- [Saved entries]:
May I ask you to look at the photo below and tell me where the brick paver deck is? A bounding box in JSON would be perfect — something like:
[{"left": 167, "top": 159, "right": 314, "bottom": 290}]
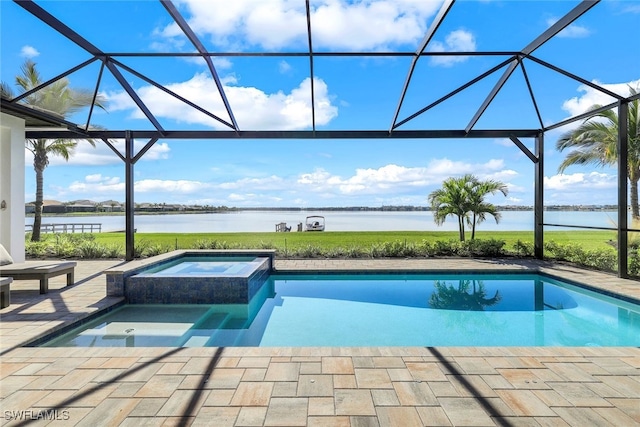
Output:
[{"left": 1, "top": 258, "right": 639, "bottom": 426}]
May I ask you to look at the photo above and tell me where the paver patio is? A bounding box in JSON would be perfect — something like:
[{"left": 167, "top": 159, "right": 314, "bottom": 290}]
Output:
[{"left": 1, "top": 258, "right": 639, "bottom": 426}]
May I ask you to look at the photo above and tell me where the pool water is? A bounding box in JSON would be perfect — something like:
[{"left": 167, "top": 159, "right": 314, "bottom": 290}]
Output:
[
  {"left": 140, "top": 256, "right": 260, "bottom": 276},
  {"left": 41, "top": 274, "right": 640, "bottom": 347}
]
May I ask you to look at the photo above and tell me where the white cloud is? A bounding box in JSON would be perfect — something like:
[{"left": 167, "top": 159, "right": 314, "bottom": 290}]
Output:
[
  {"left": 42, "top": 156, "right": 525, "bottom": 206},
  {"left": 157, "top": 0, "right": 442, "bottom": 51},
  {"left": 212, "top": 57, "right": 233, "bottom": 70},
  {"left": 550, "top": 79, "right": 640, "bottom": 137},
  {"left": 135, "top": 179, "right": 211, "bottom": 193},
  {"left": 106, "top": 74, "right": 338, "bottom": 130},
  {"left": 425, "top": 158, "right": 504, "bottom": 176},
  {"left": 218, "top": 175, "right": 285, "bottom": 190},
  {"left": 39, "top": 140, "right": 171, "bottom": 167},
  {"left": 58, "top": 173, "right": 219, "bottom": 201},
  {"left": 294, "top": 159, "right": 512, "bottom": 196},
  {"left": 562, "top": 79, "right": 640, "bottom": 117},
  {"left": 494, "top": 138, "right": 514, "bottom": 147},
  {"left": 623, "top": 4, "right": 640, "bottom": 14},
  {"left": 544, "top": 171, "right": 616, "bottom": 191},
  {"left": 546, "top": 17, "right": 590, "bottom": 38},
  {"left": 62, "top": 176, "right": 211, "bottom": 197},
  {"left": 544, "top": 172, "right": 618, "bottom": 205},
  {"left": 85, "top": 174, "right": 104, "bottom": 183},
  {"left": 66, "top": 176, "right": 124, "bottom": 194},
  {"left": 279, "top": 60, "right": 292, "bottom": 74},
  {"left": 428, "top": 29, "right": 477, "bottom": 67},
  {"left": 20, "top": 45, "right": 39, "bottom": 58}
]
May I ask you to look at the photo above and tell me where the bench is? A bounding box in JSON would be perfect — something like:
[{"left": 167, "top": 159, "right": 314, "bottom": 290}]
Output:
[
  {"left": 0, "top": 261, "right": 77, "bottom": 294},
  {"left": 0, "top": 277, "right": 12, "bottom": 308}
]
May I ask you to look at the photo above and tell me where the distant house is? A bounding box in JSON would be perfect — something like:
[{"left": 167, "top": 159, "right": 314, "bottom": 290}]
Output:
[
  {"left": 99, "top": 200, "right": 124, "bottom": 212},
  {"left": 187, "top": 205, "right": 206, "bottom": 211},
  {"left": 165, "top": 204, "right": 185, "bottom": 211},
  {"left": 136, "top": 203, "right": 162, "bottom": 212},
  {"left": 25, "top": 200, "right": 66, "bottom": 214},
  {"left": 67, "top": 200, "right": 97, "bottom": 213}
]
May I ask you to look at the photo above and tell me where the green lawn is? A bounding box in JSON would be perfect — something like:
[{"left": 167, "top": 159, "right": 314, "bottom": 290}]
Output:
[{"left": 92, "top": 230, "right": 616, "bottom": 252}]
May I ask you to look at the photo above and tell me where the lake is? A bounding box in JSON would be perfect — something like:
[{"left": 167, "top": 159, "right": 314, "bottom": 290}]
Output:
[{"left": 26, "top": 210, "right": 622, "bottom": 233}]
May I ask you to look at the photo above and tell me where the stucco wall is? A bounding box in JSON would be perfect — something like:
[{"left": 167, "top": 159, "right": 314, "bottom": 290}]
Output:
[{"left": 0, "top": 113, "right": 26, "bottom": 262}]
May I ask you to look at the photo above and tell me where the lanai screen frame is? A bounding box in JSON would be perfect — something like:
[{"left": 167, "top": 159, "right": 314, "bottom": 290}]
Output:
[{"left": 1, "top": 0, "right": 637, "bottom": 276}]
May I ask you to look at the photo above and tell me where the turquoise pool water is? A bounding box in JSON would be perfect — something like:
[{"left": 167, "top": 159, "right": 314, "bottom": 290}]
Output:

- [ASSIGNMENT]: Type the records out again in full, exactly, with each picture omitted.

- [PROBLEM SOLUTION]:
May I ask you to look at the photo below and tell me where the brick paver deck is? A bounding box in JSON would be perfect — something like:
[{"left": 167, "top": 159, "right": 314, "bottom": 290}]
Output:
[{"left": 1, "top": 258, "right": 639, "bottom": 426}]
May I ask you to look at the photo above and tell me where the paver patio is? A bounding box in JSON would be perfect — something like:
[{"left": 167, "top": 159, "right": 314, "bottom": 290}]
Output:
[{"left": 1, "top": 258, "right": 639, "bottom": 426}]
May I ask you to look at the photo above and tell me where the pool water is? A bounding box in JSON would be perfect — something like:
[{"left": 167, "top": 159, "right": 314, "bottom": 290}]
Output:
[
  {"left": 140, "top": 256, "right": 260, "bottom": 276},
  {"left": 41, "top": 274, "right": 640, "bottom": 347}
]
May I ask you to look at the photo above and tell me where the white cloud is? A bounding box in JSON would be perfect — something like:
[{"left": 167, "top": 159, "right": 314, "bottom": 290}]
Output:
[
  {"left": 42, "top": 156, "right": 525, "bottom": 206},
  {"left": 157, "top": 0, "right": 442, "bottom": 51},
  {"left": 212, "top": 57, "right": 233, "bottom": 70},
  {"left": 550, "top": 79, "right": 640, "bottom": 137},
  {"left": 135, "top": 179, "right": 211, "bottom": 193},
  {"left": 106, "top": 74, "right": 338, "bottom": 130},
  {"left": 425, "top": 158, "right": 504, "bottom": 176},
  {"left": 218, "top": 175, "right": 285, "bottom": 190},
  {"left": 39, "top": 140, "right": 171, "bottom": 167},
  {"left": 58, "top": 173, "right": 219, "bottom": 201},
  {"left": 294, "top": 159, "right": 512, "bottom": 196},
  {"left": 562, "top": 79, "right": 640, "bottom": 117},
  {"left": 494, "top": 138, "right": 514, "bottom": 147},
  {"left": 623, "top": 4, "right": 640, "bottom": 14},
  {"left": 544, "top": 171, "right": 616, "bottom": 191},
  {"left": 546, "top": 17, "right": 590, "bottom": 38},
  {"left": 62, "top": 176, "right": 211, "bottom": 197},
  {"left": 544, "top": 172, "right": 618, "bottom": 205},
  {"left": 85, "top": 174, "right": 104, "bottom": 183},
  {"left": 66, "top": 176, "right": 124, "bottom": 194},
  {"left": 279, "top": 60, "right": 292, "bottom": 74},
  {"left": 428, "top": 29, "right": 477, "bottom": 67},
  {"left": 20, "top": 45, "right": 39, "bottom": 58}
]
May I ask you to look at the photo above and tell me where the bench is? A bounding box in JSON would be perfect — something like:
[{"left": 167, "top": 159, "right": 314, "bottom": 290}]
Output:
[
  {"left": 0, "top": 261, "right": 77, "bottom": 294},
  {"left": 0, "top": 277, "right": 12, "bottom": 308}
]
May I ask you to look at the photo above and tell me where the distant house is? A bounding box in JSON would be perfect — something like:
[{"left": 167, "top": 159, "right": 314, "bottom": 290}]
Output:
[
  {"left": 99, "top": 200, "right": 124, "bottom": 212},
  {"left": 187, "top": 205, "right": 206, "bottom": 211},
  {"left": 165, "top": 204, "right": 185, "bottom": 211},
  {"left": 136, "top": 203, "right": 162, "bottom": 212},
  {"left": 25, "top": 200, "right": 66, "bottom": 214},
  {"left": 67, "top": 200, "right": 97, "bottom": 213}
]
May I ask you to look at the photo above and tell me where the green lawn is? A bounding box in JSON would be perfect — something like:
[{"left": 167, "top": 159, "right": 314, "bottom": 290}]
Output:
[{"left": 92, "top": 230, "right": 616, "bottom": 252}]
May I ask you to look at the photo above and tell me where the lake is? A bounding box in JSON would be perfect — something like:
[{"left": 167, "top": 159, "right": 314, "bottom": 290}]
Output:
[{"left": 26, "top": 210, "right": 622, "bottom": 233}]
May I ask you to look at the photo above and tell me where the stucco wall is? A bounding box in JSON would be perfect — something like:
[{"left": 167, "top": 159, "right": 314, "bottom": 290}]
Output:
[{"left": 0, "top": 113, "right": 26, "bottom": 262}]
May I ask you to look at the photo above and tell me where the lanai screen frame is? A bounding box in JSON would be perfect — something like:
[{"left": 167, "top": 159, "right": 314, "bottom": 290}]
Output:
[{"left": 1, "top": 0, "right": 637, "bottom": 276}]
May I ask you to look at the photo above and tell me where the turquoise pool water is? A bounding box in JSON would be perfect — something like:
[{"left": 167, "top": 159, "right": 314, "bottom": 290}]
Output:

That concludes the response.